>> START
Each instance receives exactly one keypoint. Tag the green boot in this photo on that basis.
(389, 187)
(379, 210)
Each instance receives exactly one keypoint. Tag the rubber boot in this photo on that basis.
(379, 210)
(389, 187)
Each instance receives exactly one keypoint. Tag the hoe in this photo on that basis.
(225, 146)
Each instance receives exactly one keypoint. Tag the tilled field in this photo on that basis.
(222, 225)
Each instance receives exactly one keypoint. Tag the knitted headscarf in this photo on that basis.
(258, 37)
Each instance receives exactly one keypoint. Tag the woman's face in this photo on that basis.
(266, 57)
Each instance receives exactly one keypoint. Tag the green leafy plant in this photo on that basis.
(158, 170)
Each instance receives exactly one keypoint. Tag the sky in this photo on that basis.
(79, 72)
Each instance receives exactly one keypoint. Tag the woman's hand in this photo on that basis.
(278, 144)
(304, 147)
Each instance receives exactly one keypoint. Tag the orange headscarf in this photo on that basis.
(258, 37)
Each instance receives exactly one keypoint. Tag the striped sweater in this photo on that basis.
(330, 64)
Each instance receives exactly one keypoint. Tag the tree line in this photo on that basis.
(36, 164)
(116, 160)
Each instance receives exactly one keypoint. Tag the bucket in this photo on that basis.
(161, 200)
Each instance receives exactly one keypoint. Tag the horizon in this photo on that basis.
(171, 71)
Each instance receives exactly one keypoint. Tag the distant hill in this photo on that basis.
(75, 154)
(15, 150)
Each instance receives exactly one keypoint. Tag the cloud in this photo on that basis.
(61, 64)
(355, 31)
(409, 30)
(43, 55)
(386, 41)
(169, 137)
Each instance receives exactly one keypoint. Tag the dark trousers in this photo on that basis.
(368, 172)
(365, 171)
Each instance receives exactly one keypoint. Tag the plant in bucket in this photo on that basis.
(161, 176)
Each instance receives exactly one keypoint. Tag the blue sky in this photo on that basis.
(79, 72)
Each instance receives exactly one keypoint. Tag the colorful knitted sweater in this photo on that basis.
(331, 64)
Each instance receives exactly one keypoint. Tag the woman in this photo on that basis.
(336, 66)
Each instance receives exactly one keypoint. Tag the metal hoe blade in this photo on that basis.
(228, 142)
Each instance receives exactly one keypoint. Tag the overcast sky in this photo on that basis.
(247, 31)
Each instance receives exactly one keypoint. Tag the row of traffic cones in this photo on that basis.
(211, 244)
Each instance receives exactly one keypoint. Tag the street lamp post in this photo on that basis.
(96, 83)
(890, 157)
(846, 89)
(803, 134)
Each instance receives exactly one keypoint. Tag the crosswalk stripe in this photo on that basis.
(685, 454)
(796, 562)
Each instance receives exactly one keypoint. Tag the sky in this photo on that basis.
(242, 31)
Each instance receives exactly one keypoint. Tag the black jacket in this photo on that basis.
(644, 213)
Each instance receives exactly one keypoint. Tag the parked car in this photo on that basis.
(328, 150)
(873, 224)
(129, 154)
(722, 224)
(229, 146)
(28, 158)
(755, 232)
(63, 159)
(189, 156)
>> END
*Required task*
Render all of the data above as a JSON array of strings, with one string per line and no blank lines.

*Output*
[
  "Each instance receives exactly one keypoint. Tag the green boot in this photo on that basis.",
  "(389, 187)",
  "(379, 210)",
  "Each instance receives exactly one keypoint. Tag the rubber boot in this photo on that basis.",
  "(379, 210)",
  "(389, 187)",
  "Each instance receives exactly one keypoint. Tag the hoe in this photo on that basis.",
  "(225, 146)",
  "Each instance receives exactly one keypoint. Tag the tilled field in this photo on that basis.",
  "(222, 225)",
  "Each instance receives exactly one keypoint. Tag the knitted headscarf in this photo on that basis.",
  "(258, 37)",
  "Each instance receives exactly one keypoint. Tag the woman's face in this photo on that basis.",
  "(266, 57)",
  "Each instance receives exactly one keypoint. Tag the green leafy plant in this photo on that basis.",
  "(158, 170)",
  "Each instance receives exactly one keypoint. Tag the sky in this photo on that basis.",
  "(79, 72)",
  "Each instance receives exactly one keypoint. Tag the woman's hand in this photo on that basis.",
  "(278, 144)",
  "(304, 147)",
  "Each instance receives exactly one keypoint. Tag the orange headscarf in this photo on that basis.",
  "(258, 37)",
  "Each instance receives exactly one keypoint. Tag the striped sweater in this photo on that basis.",
  "(330, 64)",
  "Each instance receives exactly one keypoint. Tag the tree line in this photo on that basis.",
  "(36, 164)",
  "(116, 160)",
  "Each instance receives exactly one keypoint. Tag the bucket in this photo on that basis.",
  "(161, 200)",
  "Each instance receives exactly one keypoint. Tag the horizon in this photo on that basis.",
  "(171, 71)",
  "Each instance receives exactly one keypoint. Tag the distant hill in this photo on that basis.",
  "(75, 154)",
  "(15, 150)",
  "Each instance receives exactly one keypoint. Tag the cloud in this photo on that basis.",
  "(61, 64)",
  "(355, 31)",
  "(409, 30)",
  "(43, 55)",
  "(386, 41)",
  "(169, 137)",
  "Each instance receives exactly one keypoint. Tag the dark trousers in this photo on that basis.",
  "(368, 172)",
  "(365, 171)",
  "Each instance receives exactly one keypoint. Tag the plant in bucket in this photo on that basis.",
  "(161, 176)",
  "Each instance receives exactly one keypoint. Tag the blue sky in this photo on that basis.",
  "(79, 72)",
  "Each instance receives exactly one keypoint. Tag the colorful knitted sweater in this photo on that basis.",
  "(331, 64)",
  "Each instance receives exactly one keypoint. Tag the woman in this photo on that basis.",
  "(336, 66)",
  "Each instance receives exactly one keypoint. Tag the metal hoe blade in this photo on that basis.",
  "(228, 142)",
  "Each instance receives exactly one keypoint. Tag the overcast sky in this photo on that basis.",
  "(247, 31)",
  "Each instance receives exactly one keypoint. Tag the row of traffic cones in this photo on that basis.",
  "(211, 244)",
  "Each instance receives exactly one keypoint. Tag the street lamp post in this photo on that basis.",
  "(96, 83)",
  "(890, 157)",
  "(846, 89)",
  "(803, 134)",
  "Each instance receives exactly one keypoint. Tag the crosswalk stripe in this photo on that basis.",
  "(685, 454)",
  "(796, 562)",
  "Each instance receives exactly one keypoint. Tag the sky in this photo on that basis.",
  "(242, 31)",
  "Each instance receives exactly one keypoint. Tag the black jacket in this photo on that basis.",
  "(644, 213)",
  "Each instance receives exactly one keypoint. Tag the parked car in this photo on that basis.",
  "(328, 150)",
  "(873, 224)",
  "(129, 154)",
  "(722, 224)",
  "(229, 146)",
  "(28, 158)",
  "(755, 232)",
  "(63, 159)",
  "(189, 156)"
]